— start THE INPUT —
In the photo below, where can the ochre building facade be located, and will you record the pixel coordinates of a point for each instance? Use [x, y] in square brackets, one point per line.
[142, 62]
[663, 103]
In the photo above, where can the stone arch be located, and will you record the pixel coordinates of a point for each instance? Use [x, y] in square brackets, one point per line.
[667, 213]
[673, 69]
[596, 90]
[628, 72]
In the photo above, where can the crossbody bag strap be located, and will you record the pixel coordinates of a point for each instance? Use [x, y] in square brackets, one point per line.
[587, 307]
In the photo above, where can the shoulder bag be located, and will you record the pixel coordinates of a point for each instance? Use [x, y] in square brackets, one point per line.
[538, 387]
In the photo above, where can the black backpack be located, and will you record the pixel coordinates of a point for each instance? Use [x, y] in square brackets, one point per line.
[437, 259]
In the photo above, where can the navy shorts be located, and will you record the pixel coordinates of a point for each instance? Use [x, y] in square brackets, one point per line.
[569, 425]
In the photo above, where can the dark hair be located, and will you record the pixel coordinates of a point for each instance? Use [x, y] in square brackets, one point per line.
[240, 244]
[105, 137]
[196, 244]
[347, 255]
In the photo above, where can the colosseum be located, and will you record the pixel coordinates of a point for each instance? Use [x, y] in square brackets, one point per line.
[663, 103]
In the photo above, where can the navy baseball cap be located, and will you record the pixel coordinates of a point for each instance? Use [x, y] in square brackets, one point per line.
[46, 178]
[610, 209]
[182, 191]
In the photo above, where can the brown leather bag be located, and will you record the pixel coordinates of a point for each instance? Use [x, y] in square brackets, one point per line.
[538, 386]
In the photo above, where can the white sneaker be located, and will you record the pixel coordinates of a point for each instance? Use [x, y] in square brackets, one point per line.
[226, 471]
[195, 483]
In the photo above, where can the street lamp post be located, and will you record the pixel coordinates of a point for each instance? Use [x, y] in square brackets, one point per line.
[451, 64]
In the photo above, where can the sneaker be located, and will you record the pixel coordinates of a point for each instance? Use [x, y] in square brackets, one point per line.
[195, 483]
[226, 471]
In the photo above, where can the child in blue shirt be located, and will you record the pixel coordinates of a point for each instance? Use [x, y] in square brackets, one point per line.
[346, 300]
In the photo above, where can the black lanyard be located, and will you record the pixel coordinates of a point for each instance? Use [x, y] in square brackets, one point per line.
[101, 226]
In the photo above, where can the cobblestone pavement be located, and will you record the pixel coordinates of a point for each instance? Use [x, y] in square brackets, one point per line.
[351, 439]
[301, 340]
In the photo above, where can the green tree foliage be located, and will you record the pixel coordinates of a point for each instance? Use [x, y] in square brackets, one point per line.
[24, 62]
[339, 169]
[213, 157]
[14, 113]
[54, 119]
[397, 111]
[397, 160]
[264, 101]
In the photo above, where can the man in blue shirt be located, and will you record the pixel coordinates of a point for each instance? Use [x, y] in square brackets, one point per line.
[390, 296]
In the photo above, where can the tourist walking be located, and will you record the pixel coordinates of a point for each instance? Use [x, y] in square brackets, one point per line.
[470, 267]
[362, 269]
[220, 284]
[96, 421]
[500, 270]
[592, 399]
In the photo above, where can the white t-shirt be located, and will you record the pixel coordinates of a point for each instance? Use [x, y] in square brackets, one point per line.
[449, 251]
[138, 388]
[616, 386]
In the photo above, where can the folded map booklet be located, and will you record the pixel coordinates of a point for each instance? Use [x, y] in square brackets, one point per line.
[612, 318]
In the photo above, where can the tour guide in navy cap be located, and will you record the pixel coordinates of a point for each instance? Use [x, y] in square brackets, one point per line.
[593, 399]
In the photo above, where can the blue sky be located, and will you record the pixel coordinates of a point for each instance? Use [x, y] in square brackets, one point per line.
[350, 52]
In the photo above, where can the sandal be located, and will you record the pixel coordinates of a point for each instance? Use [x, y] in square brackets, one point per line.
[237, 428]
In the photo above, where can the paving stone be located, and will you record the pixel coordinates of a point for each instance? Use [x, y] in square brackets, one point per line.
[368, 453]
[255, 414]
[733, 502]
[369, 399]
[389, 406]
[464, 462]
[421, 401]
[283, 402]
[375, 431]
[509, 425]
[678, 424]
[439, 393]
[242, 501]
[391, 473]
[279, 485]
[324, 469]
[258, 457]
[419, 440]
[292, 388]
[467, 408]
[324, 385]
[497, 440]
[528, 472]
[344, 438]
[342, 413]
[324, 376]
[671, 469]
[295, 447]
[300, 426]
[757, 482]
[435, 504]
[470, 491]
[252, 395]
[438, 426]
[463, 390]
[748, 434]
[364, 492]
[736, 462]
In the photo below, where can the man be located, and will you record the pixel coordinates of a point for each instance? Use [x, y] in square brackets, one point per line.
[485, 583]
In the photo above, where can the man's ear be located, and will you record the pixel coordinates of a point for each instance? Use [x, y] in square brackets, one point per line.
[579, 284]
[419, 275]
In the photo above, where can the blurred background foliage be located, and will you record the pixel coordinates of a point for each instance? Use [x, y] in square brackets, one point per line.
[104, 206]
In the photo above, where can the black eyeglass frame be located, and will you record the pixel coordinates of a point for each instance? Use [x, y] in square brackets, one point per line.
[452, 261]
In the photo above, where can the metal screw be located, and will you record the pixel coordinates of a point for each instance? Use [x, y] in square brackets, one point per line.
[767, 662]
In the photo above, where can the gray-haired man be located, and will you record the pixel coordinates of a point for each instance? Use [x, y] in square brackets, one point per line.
— end THE INPUT —
▶ [TASK OBJECTIVE]: Reproduce the data, keeping every line exactly the same.

▶ [CORRECT OUTPUT]:
In the photo below, where can the ochre building facade be located, and will you record the pixel coordinates of a point for each instance? Use [x, y] in square brackets, one point per line.
[142, 62]
[663, 103]
In the photo above, where can the stone arch be located, and will you record the pixel coordinates of a point for each instance? Use [x, y] in square brackets, one point per line.
[667, 213]
[673, 69]
[596, 90]
[628, 72]
In the photo above, where can the crossbody bag strap be located, and will you record the pixel coordinates of a point for each instance? Use [x, y] in square brackets, one point per line.
[587, 307]
In the photo above, where can the shoulder bag be located, and will you record the pixel coordinates of a point for each instance? Use [x, y] in square brackets, one point per line.
[538, 387]
In the photo above, where can the black backpack be located, and will you record the pixel coordinates of a point for each instance? Use [x, y] in square brackets, one point per line.
[437, 259]
In the photo above, where can the navy shorts be located, and will you record the pixel coordinates of a point for each instance? Use [x, y] in square brackets, one point per line.
[569, 425]
In the photo above, where can the dark hair be located, and will you record the pixel coordinates of a point for each instance? Use [x, y] in square brackets, one point per line.
[240, 244]
[105, 137]
[196, 244]
[347, 255]
In the photo above, where can the colosseum be located, and will you record the pixel coordinates of a point for each instance? Use [x, y] in square brackets, one point per line.
[663, 103]
In the photo above, where can the navy baseball cap be located, and will you record the pixel coordinates of a point for each instance? Use [x, y] in square brackets, one point per line.
[46, 178]
[610, 209]
[182, 191]
In the photo above, where can the brown leather bag be located, and will you record the pixel coordinates of a point for each instance? Use [x, y] in square brackets, one point per line.
[538, 386]
In the photo above, where can the white sneaker be located, and will you record the pixel coordinates of a point for each instance? Use [x, y] in square brackets, one point per line.
[226, 471]
[195, 483]
In the photo above, where can the street lamp post be located, and will you record the pixel coordinates of a point for each instance? Use [x, y] in square brackets, one point per line.
[451, 64]
In the photo above, where can the sneaker be located, and will you record the pixel coordinates of a point for each instance? Use [x, y] in square brackets, one point per line.
[195, 483]
[226, 471]
In the photo above, where can the child in blue shirt be located, and will you record the pixel coordinates of a point for each instance? Use [x, y] in square brackets, one point per line.
[346, 300]
In the photo above, where can the black lanyard be located, and will you record the pixel coordinates of a point for each instance? Use [x, y] in square brackets, one point per line.
[101, 226]
In the photo above, where can the cobblestone pavement be located, and will you record the pixel coordinates of a point for each instance? Use [x, y] in square brackets, one point per line.
[351, 439]
[301, 340]
In the photo above, where can the green tree foliage be located, and will you record the pixel coordinates of a point for each instance? Use [x, y] in square brackets, one point per line.
[24, 62]
[339, 169]
[213, 157]
[14, 113]
[54, 119]
[397, 111]
[397, 160]
[264, 101]
In the photo above, where can the man in blue shirt be located, and will you record the pixel coordinates of a point for each instance? Use [x, y] in square brackets, one point per line.
[390, 296]
In the photo above, where can the tourist walking be located, and will you record the pixel coordinates of a point for each instance? Use [x, y] in square brackets, one point per line.
[470, 267]
[362, 269]
[220, 284]
[96, 421]
[500, 270]
[592, 399]
In the photo above, where can the white t-shirt be located, and will you record the pixel coordinates of a point for each instance? Use [x, y] in square brackets, one point per line.
[449, 251]
[138, 388]
[616, 386]
In the photo above, where can the folded map booklet be located, and will you record the pixel coordinates of a point for each instance? Use [x, y] in square brackets, one point per line.
[612, 318]
In the photo above, where can the tour guide in navy cap be located, and will you record the pixel coordinates of a point for each instance? Use [x, y] in square brackets, one point per line.
[593, 399]
In the photo above, where can the blue sky be located, and will you record the pixel coordinates of a point for each instance? Use [x, y] in square brackets, one point per line.
[350, 52]
In the photo above, where can the sandal be located, and will you record the pixel coordinates of a point for each instance? Use [x, y] in square brackets, one point per line.
[237, 428]
In the photo above, where can the paving stone be located, and will you record the pixel coordinates of a point for each instance? Use [x, y] in square brackets, one point per line.
[368, 453]
[255, 414]
[733, 502]
[369, 399]
[389, 406]
[464, 462]
[421, 401]
[283, 402]
[375, 431]
[509, 425]
[678, 424]
[439, 393]
[242, 501]
[391, 473]
[279, 485]
[324, 469]
[258, 457]
[419, 440]
[292, 388]
[467, 408]
[324, 385]
[497, 440]
[528, 472]
[344, 438]
[342, 413]
[324, 376]
[671, 469]
[295, 447]
[300, 426]
[757, 482]
[435, 504]
[470, 491]
[252, 395]
[438, 426]
[463, 390]
[748, 434]
[364, 492]
[736, 462]
In the photo below, where can the man be located, and will you record the pixel coordinates of a point for each instance? Use [x, y] in square brackets, one point per line.
[485, 583]
In the photo above, where can the man's ear be located, and will you record the pixel coordinates of a point for each instance? Use [x, y] in square brackets, one point per line.
[579, 284]
[419, 275]
In the photo above, where can the blurred background foliage be located, and will you record the pixel coordinates of a point for each instance? Use [x, y] in square brackets, one point per line.
[104, 206]
In the photo above, where can the black eyeglass frame be located, and will you record the pixel coordinates of a point for each instance? Use [x, y] in square brackets, one point per line.
[452, 261]
In the photo above, where can the metal screw be located, and will you record the pixel coordinates of a point for each instance? Use [x, y] in square brackets, one point per line.
[767, 662]
In the photo above, where can the gray-haired man be located, and will you record the pixel coordinates of a point for each instance? Use [x, y] in square brackets, one point per line.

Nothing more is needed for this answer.